:: ABOUT THIS TASK ::
Output each record below exactly, and include all of them.
-------
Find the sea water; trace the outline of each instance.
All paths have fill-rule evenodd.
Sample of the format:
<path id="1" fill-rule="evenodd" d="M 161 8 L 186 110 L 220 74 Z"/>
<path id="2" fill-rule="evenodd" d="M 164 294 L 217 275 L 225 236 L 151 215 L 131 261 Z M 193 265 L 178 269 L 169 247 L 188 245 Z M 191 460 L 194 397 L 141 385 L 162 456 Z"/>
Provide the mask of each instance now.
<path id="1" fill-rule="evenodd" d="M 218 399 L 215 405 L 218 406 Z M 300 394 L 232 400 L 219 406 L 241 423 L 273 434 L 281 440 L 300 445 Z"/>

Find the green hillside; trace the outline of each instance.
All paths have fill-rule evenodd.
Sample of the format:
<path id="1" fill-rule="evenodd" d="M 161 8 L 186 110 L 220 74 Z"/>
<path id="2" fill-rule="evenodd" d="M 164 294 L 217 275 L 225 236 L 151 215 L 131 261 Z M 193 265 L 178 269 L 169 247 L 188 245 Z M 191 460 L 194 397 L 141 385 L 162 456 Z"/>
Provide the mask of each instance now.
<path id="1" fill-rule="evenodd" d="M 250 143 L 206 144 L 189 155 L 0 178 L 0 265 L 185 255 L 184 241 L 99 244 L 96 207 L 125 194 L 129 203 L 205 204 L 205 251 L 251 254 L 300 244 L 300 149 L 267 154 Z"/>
-------
:: ANSWER FOR THE TASK ::
Find the sea water; trace the outline of each instance.
All paths have fill-rule evenodd.
Sample of the format:
<path id="1" fill-rule="evenodd" d="M 161 8 L 186 110 L 220 74 Z"/>
<path id="2" fill-rule="evenodd" d="M 164 294 L 217 275 L 225 236 L 151 215 L 131 261 Z M 193 265 L 178 269 L 169 247 L 188 245 Z M 191 460 L 194 397 L 141 385 L 162 456 Z"/>
Provide the mask of each instance now.
<path id="1" fill-rule="evenodd" d="M 218 399 L 215 405 L 218 406 Z M 300 394 L 232 400 L 219 406 L 241 423 L 273 434 L 281 440 L 300 445 Z"/>

Find the green hillside; trace the outline of each instance.
All paths have fill-rule evenodd.
Sample of the format:
<path id="1" fill-rule="evenodd" d="M 161 8 L 186 110 L 220 74 Z"/>
<path id="2" fill-rule="evenodd" d="M 164 294 L 217 275 L 225 236 L 151 215 L 131 261 Z M 193 265 L 178 269 L 169 247 L 188 245 Z M 191 460 L 194 397 L 141 385 L 162 456 Z"/>
Provide the mask of each instance now.
<path id="1" fill-rule="evenodd" d="M 250 143 L 206 144 L 189 155 L 0 178 L 0 265 L 185 255 L 184 241 L 99 244 L 96 207 L 125 194 L 129 203 L 205 204 L 205 251 L 251 254 L 300 244 L 300 149 L 267 154 Z"/>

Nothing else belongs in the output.